■ **Stored records**:
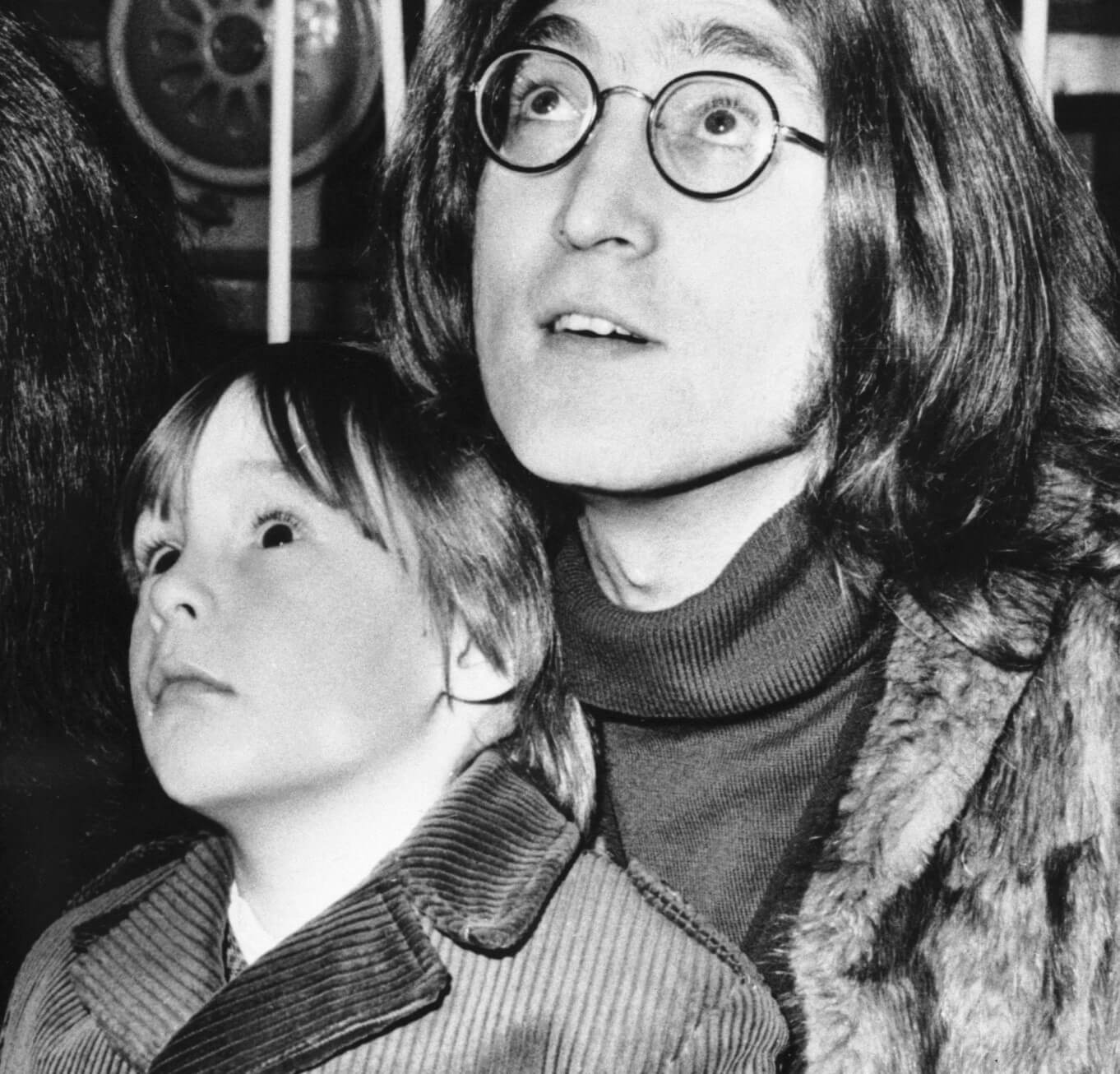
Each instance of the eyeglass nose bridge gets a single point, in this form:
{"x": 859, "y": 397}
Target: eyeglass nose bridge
{"x": 600, "y": 102}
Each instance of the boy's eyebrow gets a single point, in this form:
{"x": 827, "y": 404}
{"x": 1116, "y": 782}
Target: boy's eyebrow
{"x": 699, "y": 40}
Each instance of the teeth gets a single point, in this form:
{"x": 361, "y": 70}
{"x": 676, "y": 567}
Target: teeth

■ **To do**:
Copy each line exactly, and leave the pictures out of your copy.

■ **Solved problem**:
Each instance of the eyeglass nose bridge gets a single point, in this form:
{"x": 859, "y": 397}
Target: eyeglass nose bridge
{"x": 600, "y": 102}
Each instance of the boy's eyebrow gets a single point, in this form:
{"x": 827, "y": 404}
{"x": 1116, "y": 782}
Target: boy's eyebrow
{"x": 699, "y": 40}
Each instance of the teeth gets a single point, in this form:
{"x": 361, "y": 70}
{"x": 676, "y": 567}
Target: teeth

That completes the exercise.